→ **REQUEST**: Please give the listing again, word for word, with nothing left out.

→ **INFORMATION PROVIDED**:
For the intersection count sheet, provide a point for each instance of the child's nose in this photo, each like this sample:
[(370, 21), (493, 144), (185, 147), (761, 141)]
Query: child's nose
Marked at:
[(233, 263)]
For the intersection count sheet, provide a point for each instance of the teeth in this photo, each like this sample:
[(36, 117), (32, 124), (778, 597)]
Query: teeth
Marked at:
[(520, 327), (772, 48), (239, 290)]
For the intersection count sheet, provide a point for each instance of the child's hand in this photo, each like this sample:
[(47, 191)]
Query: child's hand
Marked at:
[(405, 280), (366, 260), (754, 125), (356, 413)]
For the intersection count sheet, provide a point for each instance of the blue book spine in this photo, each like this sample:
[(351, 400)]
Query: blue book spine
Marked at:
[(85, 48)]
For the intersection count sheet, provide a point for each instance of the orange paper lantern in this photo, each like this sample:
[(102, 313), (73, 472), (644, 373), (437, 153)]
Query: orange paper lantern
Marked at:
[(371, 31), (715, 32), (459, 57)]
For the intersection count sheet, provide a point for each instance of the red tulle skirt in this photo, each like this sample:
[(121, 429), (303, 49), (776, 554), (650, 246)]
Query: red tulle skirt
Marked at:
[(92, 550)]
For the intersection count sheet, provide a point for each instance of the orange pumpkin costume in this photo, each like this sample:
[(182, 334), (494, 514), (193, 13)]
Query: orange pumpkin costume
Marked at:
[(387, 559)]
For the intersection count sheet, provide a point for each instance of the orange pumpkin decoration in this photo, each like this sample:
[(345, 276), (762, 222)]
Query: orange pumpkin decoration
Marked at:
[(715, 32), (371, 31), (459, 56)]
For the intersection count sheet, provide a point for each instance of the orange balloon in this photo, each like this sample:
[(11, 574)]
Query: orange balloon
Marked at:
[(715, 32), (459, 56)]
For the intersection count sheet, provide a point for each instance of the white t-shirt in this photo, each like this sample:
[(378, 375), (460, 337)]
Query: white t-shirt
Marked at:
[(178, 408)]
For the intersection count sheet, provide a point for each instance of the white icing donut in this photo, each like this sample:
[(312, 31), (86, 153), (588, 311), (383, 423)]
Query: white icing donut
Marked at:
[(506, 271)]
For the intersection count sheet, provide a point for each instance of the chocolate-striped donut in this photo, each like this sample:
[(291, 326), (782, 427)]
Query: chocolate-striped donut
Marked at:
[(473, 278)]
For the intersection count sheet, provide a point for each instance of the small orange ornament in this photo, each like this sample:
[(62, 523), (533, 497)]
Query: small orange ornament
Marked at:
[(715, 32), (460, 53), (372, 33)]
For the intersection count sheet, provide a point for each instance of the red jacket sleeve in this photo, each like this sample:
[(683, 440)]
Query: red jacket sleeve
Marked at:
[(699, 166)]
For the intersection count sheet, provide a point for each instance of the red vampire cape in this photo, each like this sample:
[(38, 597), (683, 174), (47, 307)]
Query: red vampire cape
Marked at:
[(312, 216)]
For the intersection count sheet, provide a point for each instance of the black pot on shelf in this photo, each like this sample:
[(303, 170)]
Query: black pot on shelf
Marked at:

→ **OUTPUT FOR THIS EXERCISE**:
For the intersection count sheet, provide a point for each instance of the child's nose in this photo, each like this sample:
[(370, 21), (493, 144), (185, 147), (761, 141)]
Query: child's nose
Marked at:
[(233, 263)]
For the intersection count sheet, provide a point for each instance of the teeth in this photo, each like this sample:
[(36, 117), (32, 124), (778, 597)]
Query: teeth
Marked at:
[(520, 327), (772, 48), (239, 290)]
For the intersection count sheet, provide a point for each instance of the child's hand in this photo, each like this sample:
[(47, 191)]
Query: child's hand
Marked at:
[(405, 280), (366, 260), (754, 125), (356, 413)]
For the intersection count sheet, provide a point for each instance of the blue book spine in this photo, each like this sample:
[(351, 400)]
Query: blue book spine
Marked at:
[(85, 48)]
For the intersection count sheet, provide a point for each instance of the orange paper lantern in this photo, each like this sample:
[(102, 313), (73, 472), (644, 373), (437, 153)]
Query: orange paper lantern
Marked at:
[(371, 31), (715, 32), (459, 57)]
For the intersection count sheet, provide a point for each instance of the red tulle skirt in this photo, each like this sample:
[(121, 429), (303, 49), (776, 554), (650, 246)]
Query: red tulle skirt
Marked at:
[(92, 550)]
For the intersection count sheet, provide a point for each instance of the orange pumpkin costume in this photo, each like this sample:
[(182, 334), (494, 514), (193, 13)]
Query: orange pumpkin costume
Marked at:
[(387, 559)]
For the intersection count sheet, provide a point for each instance of the orange pumpkin decoration in this photo, each like this sample:
[(345, 276), (762, 222)]
Query: orange pumpkin decoration
Marked at:
[(715, 32), (371, 31), (459, 56)]
For the intersection count sheet, provide a point for each instance of the orange balloon in this photo, each like this sample:
[(11, 574)]
Query: orange balloon
Marked at:
[(715, 32), (459, 56)]
For the intersection count sheet, provide a point for each instance of the white t-shirt in this photo, each like this sample:
[(378, 375), (460, 337)]
Query: white t-shirt
Marked at:
[(178, 408)]
For the intersection count sheet, provide a point for each instance of the white icing donut in this photo, each like this sample:
[(312, 31), (86, 153), (588, 311), (383, 423)]
Query: white icing donut
Marked at:
[(506, 271)]
For the intersection count sheet, provide a point for each instance of the chocolate-striped donut in this photo, each like this sample:
[(291, 326), (782, 427)]
Query: chocolate-striped donut
Marked at:
[(473, 278)]
For the intersection count sheet, provide a point for each instance of the small orange ornament in this photo, each like this sample:
[(62, 523), (533, 497)]
Query: small orange ornament
Marked at:
[(715, 32), (460, 53), (372, 33)]
For the intersection count sheet, provide a point for each instance of the red jacket sleeve in this photo, each like this sample:
[(683, 440)]
Query: red jacket sleeve
Marked at:
[(699, 166)]
For the intersection count sheet, provide a point for each instance of the red vampire cape in this photo, each like this sample:
[(38, 597), (683, 174), (47, 307)]
Query: red vampire cape
Marked at:
[(312, 216)]
For the intersection count sheet, provide a point for each instance of the black pot on shelf in this photo, each like this sample:
[(303, 170)]
Query: black pot on shelf
Marked at:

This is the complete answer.